## AIM OF THE EXERCISE
Can you gather every line in the listing below that contains the word "plant"?

══ PROVIDED INFORMATION ══

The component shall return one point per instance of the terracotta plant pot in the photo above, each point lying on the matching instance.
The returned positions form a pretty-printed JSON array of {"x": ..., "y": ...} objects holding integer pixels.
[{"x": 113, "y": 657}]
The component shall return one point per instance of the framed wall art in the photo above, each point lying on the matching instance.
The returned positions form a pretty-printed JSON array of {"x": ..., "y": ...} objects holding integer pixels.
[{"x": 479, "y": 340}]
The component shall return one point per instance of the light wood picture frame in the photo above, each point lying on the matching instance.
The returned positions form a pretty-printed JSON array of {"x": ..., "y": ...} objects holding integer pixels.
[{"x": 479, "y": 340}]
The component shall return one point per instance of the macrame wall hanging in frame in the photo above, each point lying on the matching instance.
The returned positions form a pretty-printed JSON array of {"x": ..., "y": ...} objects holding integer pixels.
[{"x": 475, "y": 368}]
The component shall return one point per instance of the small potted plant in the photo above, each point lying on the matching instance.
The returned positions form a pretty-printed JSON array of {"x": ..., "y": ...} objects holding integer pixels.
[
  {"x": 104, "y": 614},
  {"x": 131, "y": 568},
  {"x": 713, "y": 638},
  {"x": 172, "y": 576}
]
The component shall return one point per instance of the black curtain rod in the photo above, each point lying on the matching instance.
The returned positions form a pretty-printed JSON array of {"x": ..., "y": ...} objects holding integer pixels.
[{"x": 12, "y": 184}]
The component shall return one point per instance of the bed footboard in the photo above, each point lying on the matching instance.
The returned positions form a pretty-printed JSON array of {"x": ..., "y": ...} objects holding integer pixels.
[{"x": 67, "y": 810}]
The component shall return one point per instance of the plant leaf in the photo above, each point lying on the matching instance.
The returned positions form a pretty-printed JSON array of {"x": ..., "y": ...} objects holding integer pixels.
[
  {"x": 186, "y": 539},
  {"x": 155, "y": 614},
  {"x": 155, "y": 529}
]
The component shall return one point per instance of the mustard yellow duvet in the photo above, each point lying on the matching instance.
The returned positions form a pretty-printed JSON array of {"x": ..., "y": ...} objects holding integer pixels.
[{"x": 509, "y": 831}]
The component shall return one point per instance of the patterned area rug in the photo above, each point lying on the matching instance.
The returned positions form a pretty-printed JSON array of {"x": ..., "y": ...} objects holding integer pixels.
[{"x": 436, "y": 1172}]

═══
══ PROVIDED INFORMATION ══

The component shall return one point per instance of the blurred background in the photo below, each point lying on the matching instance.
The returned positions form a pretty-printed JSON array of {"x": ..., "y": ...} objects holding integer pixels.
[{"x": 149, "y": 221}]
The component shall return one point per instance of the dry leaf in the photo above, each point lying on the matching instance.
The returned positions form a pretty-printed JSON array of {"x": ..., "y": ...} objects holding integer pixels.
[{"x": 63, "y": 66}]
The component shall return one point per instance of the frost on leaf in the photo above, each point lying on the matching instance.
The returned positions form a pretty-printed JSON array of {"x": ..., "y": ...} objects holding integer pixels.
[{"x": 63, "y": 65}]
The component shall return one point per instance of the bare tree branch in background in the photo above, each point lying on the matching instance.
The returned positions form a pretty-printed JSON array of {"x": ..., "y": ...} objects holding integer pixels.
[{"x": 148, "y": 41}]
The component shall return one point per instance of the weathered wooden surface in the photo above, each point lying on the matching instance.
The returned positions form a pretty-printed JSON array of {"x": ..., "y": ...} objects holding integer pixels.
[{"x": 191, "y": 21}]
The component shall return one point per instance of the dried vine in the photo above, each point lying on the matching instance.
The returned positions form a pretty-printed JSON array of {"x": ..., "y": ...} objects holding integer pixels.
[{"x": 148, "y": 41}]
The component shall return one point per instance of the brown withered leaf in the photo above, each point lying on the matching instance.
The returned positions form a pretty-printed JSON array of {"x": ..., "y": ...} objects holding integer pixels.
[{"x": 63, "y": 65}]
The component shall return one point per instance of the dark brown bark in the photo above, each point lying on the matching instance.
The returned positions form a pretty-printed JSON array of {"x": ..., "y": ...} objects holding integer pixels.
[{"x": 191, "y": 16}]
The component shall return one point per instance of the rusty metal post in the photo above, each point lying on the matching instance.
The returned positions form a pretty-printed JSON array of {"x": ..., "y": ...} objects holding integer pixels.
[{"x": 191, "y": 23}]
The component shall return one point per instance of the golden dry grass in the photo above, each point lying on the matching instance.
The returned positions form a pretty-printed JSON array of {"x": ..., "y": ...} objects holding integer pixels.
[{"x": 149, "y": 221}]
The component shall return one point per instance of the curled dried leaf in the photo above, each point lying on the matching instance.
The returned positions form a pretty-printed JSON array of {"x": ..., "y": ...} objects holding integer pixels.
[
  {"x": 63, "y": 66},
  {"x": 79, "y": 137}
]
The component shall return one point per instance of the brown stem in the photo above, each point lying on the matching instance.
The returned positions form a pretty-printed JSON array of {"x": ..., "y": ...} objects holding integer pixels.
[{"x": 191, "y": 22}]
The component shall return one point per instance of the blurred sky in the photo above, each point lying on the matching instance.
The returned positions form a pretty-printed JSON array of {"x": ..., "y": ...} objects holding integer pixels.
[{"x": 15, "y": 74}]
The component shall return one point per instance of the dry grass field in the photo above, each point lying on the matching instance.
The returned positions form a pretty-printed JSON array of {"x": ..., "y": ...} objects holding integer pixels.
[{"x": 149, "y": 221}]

═══
══ PROVIDED INFORMATION ══

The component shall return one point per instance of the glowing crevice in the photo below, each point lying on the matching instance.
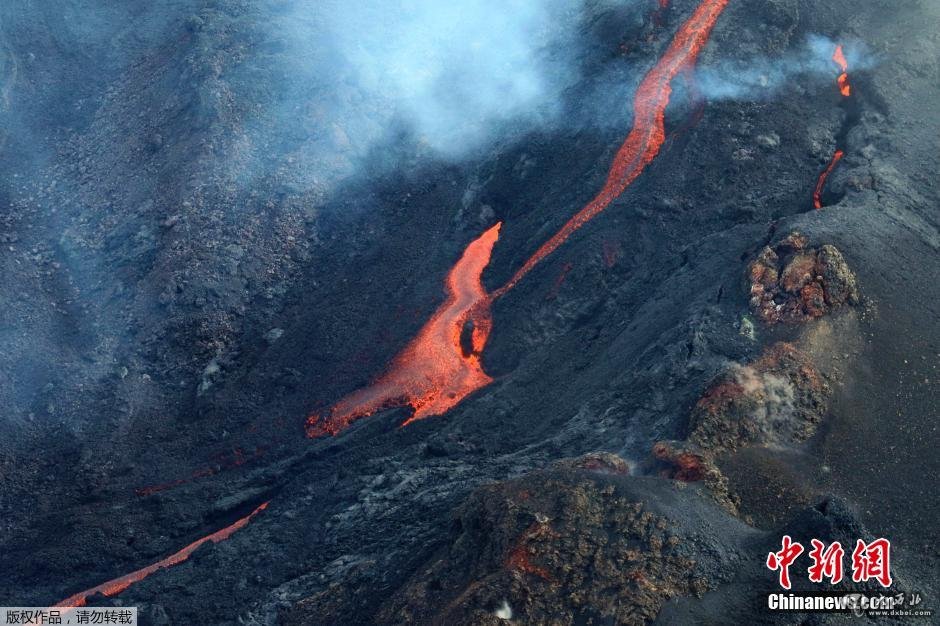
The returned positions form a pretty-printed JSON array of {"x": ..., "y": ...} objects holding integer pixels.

═══

## FINAL ANSWER
The component shall return one point per instance of the terracotta plant pot in the photo above, each point lying on the matching instance.
The component shall return one point per instance of the small potted plant in the photo above, each point lying on the matching instance.
The component shall return one point per instance of the plant leaf in the photo above, each point lying on the matching instance.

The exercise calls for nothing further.